*Task*
How many of the lines below contain the string "floor", with case counting? Reply with the number only.

*Raw data*
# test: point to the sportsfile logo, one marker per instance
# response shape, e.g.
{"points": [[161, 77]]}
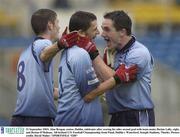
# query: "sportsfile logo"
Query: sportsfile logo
{"points": [[2, 130]]}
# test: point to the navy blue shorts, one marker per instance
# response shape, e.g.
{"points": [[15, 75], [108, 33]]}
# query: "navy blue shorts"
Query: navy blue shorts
{"points": [[31, 121], [133, 118]]}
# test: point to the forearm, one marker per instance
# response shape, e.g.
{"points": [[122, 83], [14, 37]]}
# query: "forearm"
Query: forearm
{"points": [[49, 52], [104, 71], [101, 89], [56, 93]]}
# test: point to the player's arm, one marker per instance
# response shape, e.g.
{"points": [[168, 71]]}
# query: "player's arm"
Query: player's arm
{"points": [[66, 41], [122, 75], [56, 93], [104, 71]]}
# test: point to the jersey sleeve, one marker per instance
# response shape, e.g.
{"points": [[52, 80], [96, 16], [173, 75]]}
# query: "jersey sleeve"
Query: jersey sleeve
{"points": [[143, 59], [37, 49], [84, 73]]}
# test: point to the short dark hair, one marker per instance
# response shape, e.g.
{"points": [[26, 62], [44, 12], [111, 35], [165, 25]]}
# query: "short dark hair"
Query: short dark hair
{"points": [[120, 20], [81, 20], [40, 19]]}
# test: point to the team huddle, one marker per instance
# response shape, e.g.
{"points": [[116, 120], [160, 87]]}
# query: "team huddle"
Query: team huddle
{"points": [[123, 74]]}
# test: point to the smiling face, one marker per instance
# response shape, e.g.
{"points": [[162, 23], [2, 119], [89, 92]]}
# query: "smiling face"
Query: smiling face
{"points": [[92, 31], [110, 34], [114, 38]]}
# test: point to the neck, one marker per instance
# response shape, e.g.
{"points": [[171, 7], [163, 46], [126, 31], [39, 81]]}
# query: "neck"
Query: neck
{"points": [[124, 41]]}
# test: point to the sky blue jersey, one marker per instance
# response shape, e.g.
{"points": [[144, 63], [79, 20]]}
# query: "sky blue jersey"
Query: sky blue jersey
{"points": [[135, 95], [35, 83], [76, 79]]}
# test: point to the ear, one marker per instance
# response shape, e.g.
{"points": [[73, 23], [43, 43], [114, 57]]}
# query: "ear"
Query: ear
{"points": [[122, 32], [82, 33], [50, 25]]}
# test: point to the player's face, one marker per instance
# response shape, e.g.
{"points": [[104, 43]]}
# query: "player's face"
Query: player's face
{"points": [[93, 31], [55, 29], [111, 36]]}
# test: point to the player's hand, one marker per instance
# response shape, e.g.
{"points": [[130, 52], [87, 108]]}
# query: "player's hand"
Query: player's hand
{"points": [[67, 40], [124, 75], [88, 45]]}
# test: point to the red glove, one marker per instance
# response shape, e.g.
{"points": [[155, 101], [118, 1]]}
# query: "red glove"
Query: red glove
{"points": [[67, 40], [124, 75], [88, 45]]}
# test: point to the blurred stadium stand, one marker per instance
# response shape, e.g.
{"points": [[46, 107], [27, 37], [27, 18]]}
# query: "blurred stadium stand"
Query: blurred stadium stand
{"points": [[156, 24]]}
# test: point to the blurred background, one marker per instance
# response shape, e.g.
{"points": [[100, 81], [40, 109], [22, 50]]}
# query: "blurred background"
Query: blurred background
{"points": [[156, 23]]}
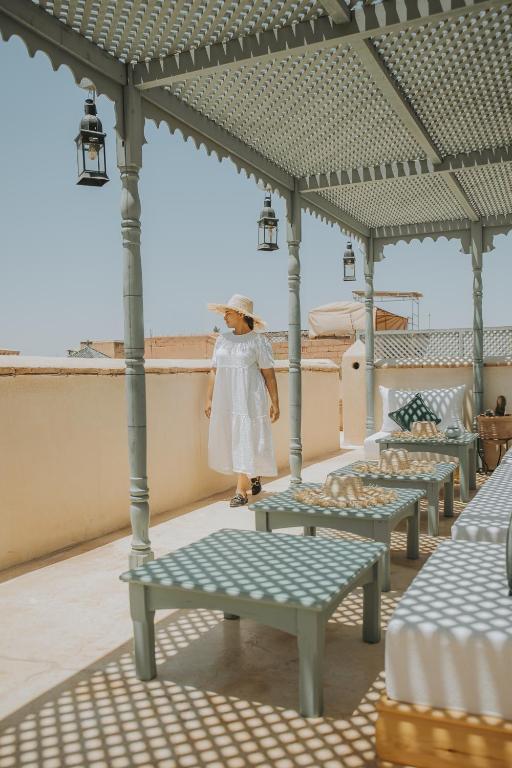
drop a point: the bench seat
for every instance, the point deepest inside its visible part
(487, 515)
(449, 642)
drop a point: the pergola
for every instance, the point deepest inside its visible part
(391, 120)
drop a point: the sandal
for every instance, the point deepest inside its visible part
(255, 485)
(238, 500)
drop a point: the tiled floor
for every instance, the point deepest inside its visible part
(226, 692)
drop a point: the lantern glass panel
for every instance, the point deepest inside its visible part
(91, 158)
(267, 234)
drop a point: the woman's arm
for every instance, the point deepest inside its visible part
(209, 393)
(271, 383)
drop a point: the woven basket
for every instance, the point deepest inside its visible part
(424, 429)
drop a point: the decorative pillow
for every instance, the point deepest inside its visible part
(415, 410)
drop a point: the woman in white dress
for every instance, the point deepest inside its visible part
(242, 373)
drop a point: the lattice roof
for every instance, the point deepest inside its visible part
(278, 107)
(457, 75)
(389, 114)
(406, 201)
(150, 29)
(489, 189)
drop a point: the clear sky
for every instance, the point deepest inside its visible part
(60, 244)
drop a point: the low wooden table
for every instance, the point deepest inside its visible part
(430, 482)
(293, 583)
(282, 510)
(463, 447)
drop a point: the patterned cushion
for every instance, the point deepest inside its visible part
(415, 410)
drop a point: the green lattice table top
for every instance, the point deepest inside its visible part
(266, 567)
(285, 502)
(442, 471)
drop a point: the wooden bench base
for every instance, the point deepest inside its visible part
(418, 736)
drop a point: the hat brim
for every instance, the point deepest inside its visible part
(222, 308)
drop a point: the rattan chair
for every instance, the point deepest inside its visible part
(495, 433)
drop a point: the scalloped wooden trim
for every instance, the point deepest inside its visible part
(58, 57)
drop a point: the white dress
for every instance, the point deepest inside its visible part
(240, 439)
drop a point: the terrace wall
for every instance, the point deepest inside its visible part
(63, 443)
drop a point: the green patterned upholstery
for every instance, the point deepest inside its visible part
(415, 410)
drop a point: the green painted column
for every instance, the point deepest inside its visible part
(293, 221)
(478, 326)
(369, 335)
(130, 138)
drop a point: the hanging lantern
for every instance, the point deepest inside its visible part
(267, 227)
(90, 148)
(349, 263)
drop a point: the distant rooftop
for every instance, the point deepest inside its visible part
(85, 351)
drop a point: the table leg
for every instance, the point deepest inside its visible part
(382, 533)
(371, 606)
(311, 642)
(143, 632)
(413, 533)
(262, 521)
(448, 497)
(433, 509)
(472, 467)
(464, 475)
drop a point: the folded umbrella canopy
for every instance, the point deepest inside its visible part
(347, 317)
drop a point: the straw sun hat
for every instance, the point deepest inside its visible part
(240, 304)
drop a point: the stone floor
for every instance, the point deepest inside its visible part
(226, 692)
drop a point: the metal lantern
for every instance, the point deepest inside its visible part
(349, 263)
(90, 148)
(267, 227)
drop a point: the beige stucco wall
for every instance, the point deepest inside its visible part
(497, 381)
(63, 443)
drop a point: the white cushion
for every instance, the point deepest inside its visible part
(371, 447)
(449, 642)
(445, 402)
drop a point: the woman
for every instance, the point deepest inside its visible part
(242, 372)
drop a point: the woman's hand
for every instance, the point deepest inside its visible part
(274, 412)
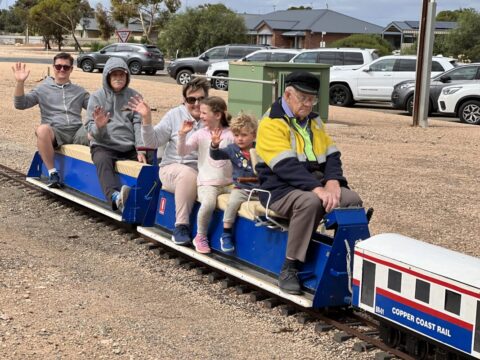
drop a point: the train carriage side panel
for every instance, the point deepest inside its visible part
(262, 248)
(79, 175)
(422, 287)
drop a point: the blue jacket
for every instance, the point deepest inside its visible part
(242, 167)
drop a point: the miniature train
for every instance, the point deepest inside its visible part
(426, 298)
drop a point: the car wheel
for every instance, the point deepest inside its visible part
(470, 112)
(87, 65)
(221, 84)
(184, 77)
(340, 95)
(135, 68)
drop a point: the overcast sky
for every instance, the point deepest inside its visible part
(379, 12)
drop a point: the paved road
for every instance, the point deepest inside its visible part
(162, 76)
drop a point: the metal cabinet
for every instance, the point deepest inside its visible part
(254, 86)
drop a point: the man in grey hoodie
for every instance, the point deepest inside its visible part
(60, 103)
(115, 130)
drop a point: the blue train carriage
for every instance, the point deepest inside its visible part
(81, 185)
(430, 291)
(260, 250)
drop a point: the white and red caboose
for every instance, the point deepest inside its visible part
(431, 291)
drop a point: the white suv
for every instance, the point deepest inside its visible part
(339, 58)
(221, 68)
(375, 81)
(462, 100)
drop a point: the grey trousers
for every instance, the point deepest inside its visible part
(304, 209)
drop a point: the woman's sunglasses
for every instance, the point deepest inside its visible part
(192, 99)
(59, 67)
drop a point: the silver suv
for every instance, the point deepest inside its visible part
(339, 58)
(139, 58)
(183, 68)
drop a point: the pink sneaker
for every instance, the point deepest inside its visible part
(201, 244)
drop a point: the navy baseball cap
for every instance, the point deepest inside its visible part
(303, 81)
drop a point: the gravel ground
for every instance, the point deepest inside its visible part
(72, 288)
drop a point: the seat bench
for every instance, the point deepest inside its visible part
(82, 152)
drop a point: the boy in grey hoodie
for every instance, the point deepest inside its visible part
(114, 129)
(60, 103)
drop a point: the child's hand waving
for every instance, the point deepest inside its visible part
(216, 137)
(186, 127)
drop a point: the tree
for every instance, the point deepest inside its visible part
(367, 41)
(464, 41)
(106, 28)
(145, 10)
(200, 28)
(59, 17)
(10, 21)
(449, 15)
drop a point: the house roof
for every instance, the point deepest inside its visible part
(91, 24)
(415, 25)
(315, 20)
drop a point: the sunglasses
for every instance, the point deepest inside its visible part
(192, 99)
(59, 67)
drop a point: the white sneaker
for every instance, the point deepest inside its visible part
(122, 198)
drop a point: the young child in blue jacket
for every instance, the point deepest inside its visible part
(244, 129)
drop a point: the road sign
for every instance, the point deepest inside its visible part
(123, 35)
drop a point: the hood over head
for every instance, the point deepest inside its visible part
(111, 65)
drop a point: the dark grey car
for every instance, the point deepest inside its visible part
(139, 58)
(403, 92)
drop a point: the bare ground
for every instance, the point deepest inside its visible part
(70, 288)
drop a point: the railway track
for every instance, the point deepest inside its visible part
(349, 324)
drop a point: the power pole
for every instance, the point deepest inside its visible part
(424, 64)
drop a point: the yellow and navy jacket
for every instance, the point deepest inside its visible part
(287, 162)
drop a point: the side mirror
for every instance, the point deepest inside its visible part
(445, 78)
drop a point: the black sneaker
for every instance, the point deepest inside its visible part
(288, 281)
(54, 181)
(122, 197)
(181, 235)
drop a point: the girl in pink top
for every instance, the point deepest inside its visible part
(214, 176)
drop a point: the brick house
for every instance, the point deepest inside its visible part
(305, 29)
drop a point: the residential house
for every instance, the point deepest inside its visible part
(402, 34)
(306, 29)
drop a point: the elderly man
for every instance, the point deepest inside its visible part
(301, 168)
(60, 103)
(178, 174)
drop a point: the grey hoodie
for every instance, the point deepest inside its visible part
(60, 105)
(122, 132)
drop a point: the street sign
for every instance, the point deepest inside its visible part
(123, 35)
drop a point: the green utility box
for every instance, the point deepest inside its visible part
(244, 94)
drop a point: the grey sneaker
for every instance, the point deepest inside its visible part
(122, 198)
(54, 181)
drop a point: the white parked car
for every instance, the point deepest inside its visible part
(375, 81)
(462, 100)
(339, 58)
(267, 55)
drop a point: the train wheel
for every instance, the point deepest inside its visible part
(390, 336)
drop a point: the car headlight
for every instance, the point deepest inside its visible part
(405, 86)
(450, 91)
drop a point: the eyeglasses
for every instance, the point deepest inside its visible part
(313, 100)
(192, 99)
(59, 67)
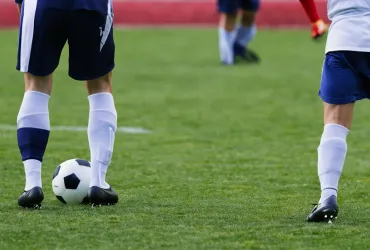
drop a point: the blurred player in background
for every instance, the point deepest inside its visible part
(234, 36)
(44, 29)
(345, 80)
(318, 25)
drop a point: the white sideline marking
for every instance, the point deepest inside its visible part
(128, 130)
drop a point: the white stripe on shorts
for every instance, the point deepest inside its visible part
(108, 24)
(28, 22)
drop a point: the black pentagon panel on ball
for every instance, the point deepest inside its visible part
(61, 199)
(83, 162)
(71, 181)
(56, 172)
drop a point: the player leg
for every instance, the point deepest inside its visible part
(318, 25)
(92, 51)
(339, 91)
(246, 31)
(226, 32)
(38, 55)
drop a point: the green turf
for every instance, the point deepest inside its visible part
(231, 162)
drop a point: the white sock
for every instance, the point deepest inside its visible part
(331, 155)
(226, 44)
(32, 169)
(34, 113)
(245, 34)
(101, 129)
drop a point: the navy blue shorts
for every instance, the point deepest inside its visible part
(44, 31)
(345, 77)
(232, 6)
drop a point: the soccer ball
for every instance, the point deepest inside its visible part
(71, 181)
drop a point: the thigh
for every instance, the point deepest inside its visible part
(249, 5)
(91, 45)
(228, 6)
(42, 36)
(339, 81)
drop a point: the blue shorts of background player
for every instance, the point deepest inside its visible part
(233, 38)
(46, 26)
(345, 77)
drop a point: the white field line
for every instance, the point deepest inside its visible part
(128, 130)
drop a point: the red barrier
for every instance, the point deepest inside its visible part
(186, 12)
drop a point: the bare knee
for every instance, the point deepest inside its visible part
(248, 18)
(338, 114)
(41, 84)
(99, 85)
(228, 21)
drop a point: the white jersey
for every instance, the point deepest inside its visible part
(350, 27)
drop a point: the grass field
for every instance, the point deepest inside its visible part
(230, 162)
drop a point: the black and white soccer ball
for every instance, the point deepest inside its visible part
(71, 181)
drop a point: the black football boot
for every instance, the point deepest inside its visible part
(31, 198)
(102, 197)
(326, 211)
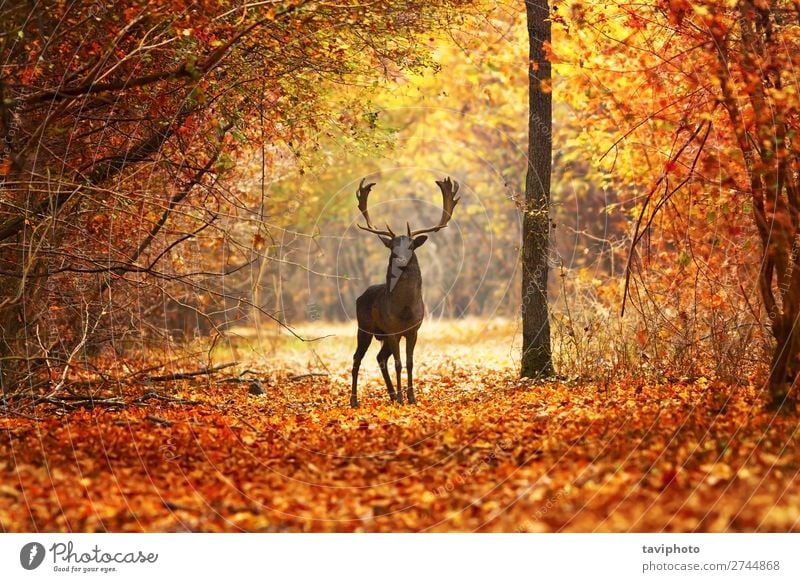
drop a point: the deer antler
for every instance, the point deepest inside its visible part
(449, 190)
(362, 194)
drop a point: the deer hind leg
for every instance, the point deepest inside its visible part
(383, 363)
(364, 339)
(394, 345)
(411, 340)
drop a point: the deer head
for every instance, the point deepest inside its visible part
(404, 245)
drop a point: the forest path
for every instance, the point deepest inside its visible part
(482, 451)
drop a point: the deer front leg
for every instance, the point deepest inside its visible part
(394, 345)
(383, 364)
(411, 340)
(364, 339)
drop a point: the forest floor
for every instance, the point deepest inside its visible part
(482, 451)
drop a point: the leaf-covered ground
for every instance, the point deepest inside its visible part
(482, 451)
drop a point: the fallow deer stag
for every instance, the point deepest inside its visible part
(394, 310)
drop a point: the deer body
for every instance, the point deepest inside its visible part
(394, 310)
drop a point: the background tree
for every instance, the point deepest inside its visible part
(125, 127)
(536, 358)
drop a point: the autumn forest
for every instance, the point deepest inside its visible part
(400, 266)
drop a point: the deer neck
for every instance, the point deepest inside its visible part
(404, 285)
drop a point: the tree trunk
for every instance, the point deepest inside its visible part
(536, 358)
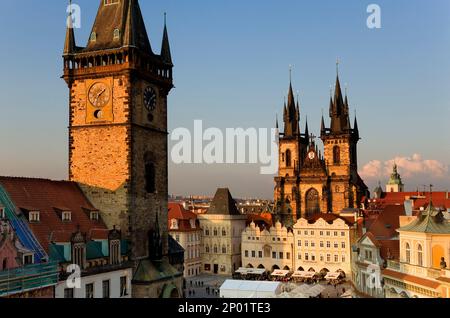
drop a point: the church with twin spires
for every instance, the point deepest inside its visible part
(310, 182)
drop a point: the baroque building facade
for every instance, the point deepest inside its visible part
(118, 151)
(309, 182)
(322, 244)
(222, 227)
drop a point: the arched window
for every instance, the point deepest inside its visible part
(336, 155)
(419, 255)
(288, 158)
(312, 202)
(150, 178)
(408, 253)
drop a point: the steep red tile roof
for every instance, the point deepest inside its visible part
(330, 217)
(262, 219)
(177, 211)
(46, 195)
(390, 249)
(388, 221)
(421, 199)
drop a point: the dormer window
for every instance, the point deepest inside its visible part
(108, 2)
(94, 216)
(28, 259)
(114, 252)
(93, 37)
(34, 217)
(66, 216)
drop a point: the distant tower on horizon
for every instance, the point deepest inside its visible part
(395, 183)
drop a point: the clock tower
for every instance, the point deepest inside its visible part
(118, 123)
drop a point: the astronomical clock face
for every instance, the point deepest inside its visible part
(99, 95)
(150, 99)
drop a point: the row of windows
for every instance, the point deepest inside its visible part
(106, 289)
(66, 216)
(419, 253)
(321, 244)
(253, 253)
(322, 258)
(194, 237)
(192, 253)
(215, 232)
(321, 233)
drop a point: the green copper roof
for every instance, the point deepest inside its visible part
(94, 250)
(152, 271)
(56, 253)
(429, 221)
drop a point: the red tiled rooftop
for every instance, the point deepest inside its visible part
(421, 199)
(387, 222)
(46, 195)
(177, 211)
(330, 217)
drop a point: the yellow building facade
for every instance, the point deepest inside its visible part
(424, 253)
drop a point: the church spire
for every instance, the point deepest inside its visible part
(70, 45)
(323, 131)
(307, 129)
(119, 24)
(165, 47)
(291, 112)
(128, 38)
(339, 111)
(355, 128)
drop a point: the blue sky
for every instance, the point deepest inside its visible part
(231, 70)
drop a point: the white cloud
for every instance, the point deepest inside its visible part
(372, 169)
(408, 167)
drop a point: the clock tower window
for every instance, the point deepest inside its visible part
(150, 178)
(336, 155)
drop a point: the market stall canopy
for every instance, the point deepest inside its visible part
(243, 270)
(280, 273)
(249, 289)
(303, 274)
(331, 276)
(256, 271)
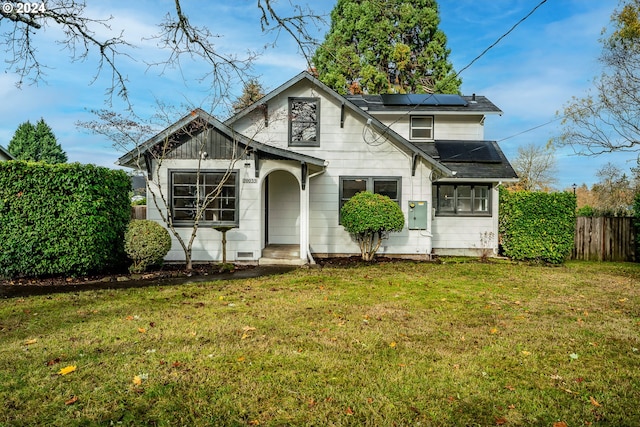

*Correct response*
3